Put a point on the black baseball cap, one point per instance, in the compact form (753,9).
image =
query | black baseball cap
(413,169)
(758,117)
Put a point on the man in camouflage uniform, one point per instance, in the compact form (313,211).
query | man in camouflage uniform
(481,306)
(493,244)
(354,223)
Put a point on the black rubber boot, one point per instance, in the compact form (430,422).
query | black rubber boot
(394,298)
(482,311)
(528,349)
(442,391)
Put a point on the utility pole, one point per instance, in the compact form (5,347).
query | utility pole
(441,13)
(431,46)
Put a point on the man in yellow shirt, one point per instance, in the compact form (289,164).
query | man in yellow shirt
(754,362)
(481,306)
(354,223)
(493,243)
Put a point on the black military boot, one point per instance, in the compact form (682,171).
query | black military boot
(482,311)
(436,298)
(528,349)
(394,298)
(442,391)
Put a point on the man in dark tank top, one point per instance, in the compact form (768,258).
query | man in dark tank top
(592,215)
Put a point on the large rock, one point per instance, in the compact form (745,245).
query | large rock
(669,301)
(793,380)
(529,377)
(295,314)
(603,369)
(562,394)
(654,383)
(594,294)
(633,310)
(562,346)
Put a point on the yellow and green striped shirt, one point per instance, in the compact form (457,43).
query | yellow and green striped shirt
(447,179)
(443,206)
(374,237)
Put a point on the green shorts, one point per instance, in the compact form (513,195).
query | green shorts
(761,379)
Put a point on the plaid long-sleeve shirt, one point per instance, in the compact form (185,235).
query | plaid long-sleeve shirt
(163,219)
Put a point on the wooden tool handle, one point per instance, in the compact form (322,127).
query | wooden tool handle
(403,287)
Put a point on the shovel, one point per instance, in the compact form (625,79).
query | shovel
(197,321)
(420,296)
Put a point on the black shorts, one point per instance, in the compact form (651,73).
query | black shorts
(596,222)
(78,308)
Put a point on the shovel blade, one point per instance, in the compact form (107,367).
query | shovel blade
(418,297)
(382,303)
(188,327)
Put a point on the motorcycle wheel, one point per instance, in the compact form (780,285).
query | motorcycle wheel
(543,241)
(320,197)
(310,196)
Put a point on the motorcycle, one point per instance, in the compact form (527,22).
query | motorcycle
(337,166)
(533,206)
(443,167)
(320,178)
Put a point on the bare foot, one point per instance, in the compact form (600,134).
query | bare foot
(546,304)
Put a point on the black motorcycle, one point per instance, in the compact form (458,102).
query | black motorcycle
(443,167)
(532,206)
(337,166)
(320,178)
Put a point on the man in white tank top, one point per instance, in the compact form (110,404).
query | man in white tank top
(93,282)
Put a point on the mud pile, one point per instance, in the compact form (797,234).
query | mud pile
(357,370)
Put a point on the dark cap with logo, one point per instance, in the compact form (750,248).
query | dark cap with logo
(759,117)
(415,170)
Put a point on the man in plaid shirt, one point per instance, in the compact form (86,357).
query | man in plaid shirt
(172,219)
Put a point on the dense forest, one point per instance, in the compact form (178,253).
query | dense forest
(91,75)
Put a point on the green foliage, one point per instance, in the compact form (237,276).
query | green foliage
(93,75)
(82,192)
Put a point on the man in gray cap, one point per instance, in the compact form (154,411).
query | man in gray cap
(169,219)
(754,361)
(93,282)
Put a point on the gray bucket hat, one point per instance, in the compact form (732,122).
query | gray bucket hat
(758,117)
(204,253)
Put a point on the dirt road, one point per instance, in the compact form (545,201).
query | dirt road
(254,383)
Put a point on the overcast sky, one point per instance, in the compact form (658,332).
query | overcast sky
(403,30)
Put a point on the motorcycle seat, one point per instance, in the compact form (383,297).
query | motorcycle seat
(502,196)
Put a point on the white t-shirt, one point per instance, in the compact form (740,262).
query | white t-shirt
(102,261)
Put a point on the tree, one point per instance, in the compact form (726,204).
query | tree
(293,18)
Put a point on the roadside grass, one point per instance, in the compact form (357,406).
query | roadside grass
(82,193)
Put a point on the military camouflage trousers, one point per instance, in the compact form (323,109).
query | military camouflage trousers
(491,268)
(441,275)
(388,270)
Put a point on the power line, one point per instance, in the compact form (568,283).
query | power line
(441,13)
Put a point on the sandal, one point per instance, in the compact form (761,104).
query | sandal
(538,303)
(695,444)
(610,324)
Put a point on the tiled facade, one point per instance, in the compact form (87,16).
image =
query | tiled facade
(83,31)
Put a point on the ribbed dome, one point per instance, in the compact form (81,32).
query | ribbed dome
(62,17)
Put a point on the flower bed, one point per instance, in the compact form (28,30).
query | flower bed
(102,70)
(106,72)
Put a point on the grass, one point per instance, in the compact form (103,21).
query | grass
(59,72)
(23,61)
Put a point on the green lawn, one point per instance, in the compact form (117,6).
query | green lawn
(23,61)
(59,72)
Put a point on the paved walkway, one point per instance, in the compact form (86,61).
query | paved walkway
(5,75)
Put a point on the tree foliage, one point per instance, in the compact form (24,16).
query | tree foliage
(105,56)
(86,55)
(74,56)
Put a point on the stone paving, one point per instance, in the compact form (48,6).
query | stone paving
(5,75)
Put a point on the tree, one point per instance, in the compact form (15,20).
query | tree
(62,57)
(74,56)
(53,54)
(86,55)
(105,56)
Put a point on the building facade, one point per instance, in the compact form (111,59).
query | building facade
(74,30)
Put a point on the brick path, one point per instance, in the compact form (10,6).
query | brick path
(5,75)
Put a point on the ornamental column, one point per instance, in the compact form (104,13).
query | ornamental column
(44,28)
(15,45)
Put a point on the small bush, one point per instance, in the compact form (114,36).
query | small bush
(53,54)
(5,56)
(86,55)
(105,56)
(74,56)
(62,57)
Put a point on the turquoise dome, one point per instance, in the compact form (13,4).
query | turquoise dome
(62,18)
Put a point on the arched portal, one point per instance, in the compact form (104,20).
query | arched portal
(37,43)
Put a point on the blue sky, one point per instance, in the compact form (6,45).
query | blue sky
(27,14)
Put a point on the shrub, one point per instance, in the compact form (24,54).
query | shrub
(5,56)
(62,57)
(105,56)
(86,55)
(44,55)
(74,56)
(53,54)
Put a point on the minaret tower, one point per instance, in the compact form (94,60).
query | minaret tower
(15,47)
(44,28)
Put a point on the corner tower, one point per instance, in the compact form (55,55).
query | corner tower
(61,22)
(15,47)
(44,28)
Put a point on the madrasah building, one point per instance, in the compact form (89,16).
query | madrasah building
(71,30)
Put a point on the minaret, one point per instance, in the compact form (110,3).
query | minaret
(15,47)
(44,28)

## [DIRECTIVE]
Reproduce the entire listing word for word.

## [CORRECT ANSWER]
Put a point on the black baseball cap, one point per instance, in the compact form (753,9).
image =
query | black baseball cap
(413,169)
(758,117)
Put a point on the man in camouflage uniform, one point per instance, in the compact form (313,211).
query | man in camouflage uniform
(481,306)
(493,244)
(354,223)
Put a point on the black rubber boot, one point per instance, in the compact form (430,422).
query | black rubber boot
(394,298)
(482,311)
(528,349)
(442,391)
Put a point on the utility pole, one point per instance, in the compact form (5,347).
query | utility pole
(441,13)
(431,46)
Put a point on the man in yellow shirt, one point per instance, in the compact form (289,164).
query | man in yellow shirt
(754,362)
(481,306)
(354,223)
(493,243)
Put a point on the black military boot, one point per instance, in the compact form (682,171).
query | black military boot
(482,311)
(436,298)
(528,349)
(394,298)
(442,391)
Put a point on the man in dark tank top, one point per instance, in the compact form (768,258).
query | man in dark tank top
(592,215)
Put a point on the large rock, one point per instance, in the compact form (745,245).
query | large rock
(669,301)
(793,380)
(529,377)
(295,314)
(603,369)
(562,394)
(654,383)
(594,294)
(633,310)
(562,346)
Put a point on the yellow and green striped shirt, one point per instance, in the compact form (457,43).
query | yellow and green striped shirt
(447,179)
(443,206)
(374,237)
Put a point on the green shorts, one point per instance, in the compact form (513,195).
query | green shorts
(761,379)
Put a point on the plaid long-sleeve shirt, one point per instance, in the compact form (185,235).
query | plaid long-sleeve shirt
(163,219)
Put a point on the wooden tool handle, one point per instance, in the compact form (322,127).
query | wooden tool handle
(403,287)
Put a point on the shovel, one point per instance, in the compact form (625,79).
query | shovel
(197,321)
(420,296)
Put a point on the black shorts, one point per instance, in the compact form (651,73).
query | black shorts
(596,222)
(78,308)
Put a point on the shovel blade, one point per instance, in the compact form (107,367).
query | shovel blade
(418,297)
(382,303)
(188,327)
Put a point on the motorcycle wheel, one point per instance, in the compact form (780,285).
query | motorcycle wheel
(543,241)
(320,197)
(310,196)
Put a point on the motorcycle, one point per instance, in the compact form (527,22).
query | motorcycle
(337,166)
(533,206)
(443,167)
(320,178)
Put a point on the bare foot, one point per instance, in the compact form (600,134).
query | bare foot
(546,304)
Put a point on the black motorcycle, one point per instance, in the compact form (458,102).
query | black motorcycle
(443,167)
(532,206)
(337,166)
(320,178)
Put a point on the man in white tank top, one point per instance, in the compact form (110,404).
query | man in white tank top
(93,282)
Put a point on the mud pile, one point per instance, in the compact form (797,234).
query | mud pile
(357,370)
Put a point on the dark cap with logo, one point per instance, in the compact form (750,248).
query | dark cap with logo
(759,117)
(415,170)
Put a point on the man in plaid shirt, one point per instance, in the compact form (86,357).
query | man in plaid shirt
(172,219)
Put a point on the dense forest, one point per instance, in the compact form (178,253).
query | dense forest
(91,75)
Put a point on the green foliage, one point per instance, in the compact form (237,276).
query | green foliage
(93,75)
(82,192)
Put a point on the man in gray cap, one point per instance, in the compact form (154,411).
query | man in gray cap
(169,219)
(754,361)
(93,282)
Put a point on the gray bucket hat, one point per instance, in the compact form (732,122).
query | gray bucket hat
(758,117)
(204,253)
Put a point on the dirt road, one point per instance, in the compact form (545,201).
query | dirt road
(254,383)
Put a point on the overcast sky, one point per instance, in the compact form (658,332).
query | overcast sky
(403,30)
Put a point on the motorcycle seat, one point per instance, in the compact form (383,297).
query | motorcycle seat
(502,196)
Put a point on the white t-shirt, one point per instance, in the compact form (740,262).
query | white t-shirt
(102,261)
Put a point on the tree, one point per instance, in the compact form (726,204).
query | tree
(293,18)
Put a point on the roadside grass, one point per instance, in the compact form (357,406).
query | roadside grass
(82,193)
Put a point on the military camouflage trousers, one point per instance, in the compact form (323,109).
query | military camouflage trousers
(491,268)
(441,275)
(388,270)
Put a point on the power line, one point per instance, in the compact form (568,283).
query | power line
(441,13)
Put a point on the sandal, one point per instance, in the compact form (761,104).
query | sandal
(538,303)
(695,444)
(610,324)
Put a point on the tiled facade, one point per instance, in the compact form (87,16).
image =
query | tiled facade
(83,31)
Put a point on the ribbed dome, one point per instance, in the compact form (81,32).
query | ribbed dome
(62,17)
Put a point on the flower bed, one point per instance, in the compact form (28,30).
query | flower bed
(102,70)
(106,72)
Put a point on the grass, one point per instance, in the compact form (103,21).
query | grass
(59,72)
(23,61)
Put a point on the green lawn, one point per instance, in the compact form (117,6).
query | green lawn
(23,61)
(59,72)
Put a point on the paved walkway, one point per instance, in the compact form (86,61).
query | paved walkway
(5,75)
Put a point on the tree foliage, one point per instance, in the compact form (24,16).
query | tree foliage
(105,56)
(86,55)
(74,56)
Put a point on the stone paving, one point per instance, in the compact form (48,6).
query | stone paving
(5,75)
Put a point on the tree, one point per instance, in the compact form (15,20).
query | tree
(62,57)
(74,56)
(53,54)
(86,55)
(105,56)
Put a point on the building facade, one point per instance, in the compact form (111,59).
query | building facade
(74,30)
Put a point on the brick path, one point per instance, in the compact form (10,6).
query | brick path
(5,75)
Put a point on the ornamental column, one point per instance, in the compact form (104,13).
query | ornamental column
(44,28)
(15,45)
Put a point on the small bush, one point per instance, in the compact form (114,36).
query | small bush
(53,54)
(5,56)
(86,55)
(105,56)
(74,56)
(62,57)
Put a point on the turquoise dome, one point per instance, in the compact form (13,4).
query | turquoise dome
(62,18)
Put a point on the arched portal, one point per instance, in the compact form (104,20).
query | arched portal
(37,43)
Put a point on the blue sky, one point per instance, in the compact form (6,45).
query | blue sky
(27,14)
Put a point on the shrub, one point per instance, in the compact form (24,54).
query | shrub
(5,56)
(62,57)
(105,56)
(86,55)
(44,55)
(74,56)
(53,54)
Put a point on the minaret tower, one point per instance, in the compact form (94,60).
query | minaret tower
(15,47)
(44,28)
Put a point on the corner tower, one point per instance, in the compact form (55,55).
query | corner tower
(61,22)
(15,47)
(44,28)
Put a point on the madrasah building, one point per instance, in the compact form (89,16).
query | madrasah building
(71,30)
Put a point on the minaret, one point per instance, in the compact form (110,3).
query | minaret
(15,47)
(44,28)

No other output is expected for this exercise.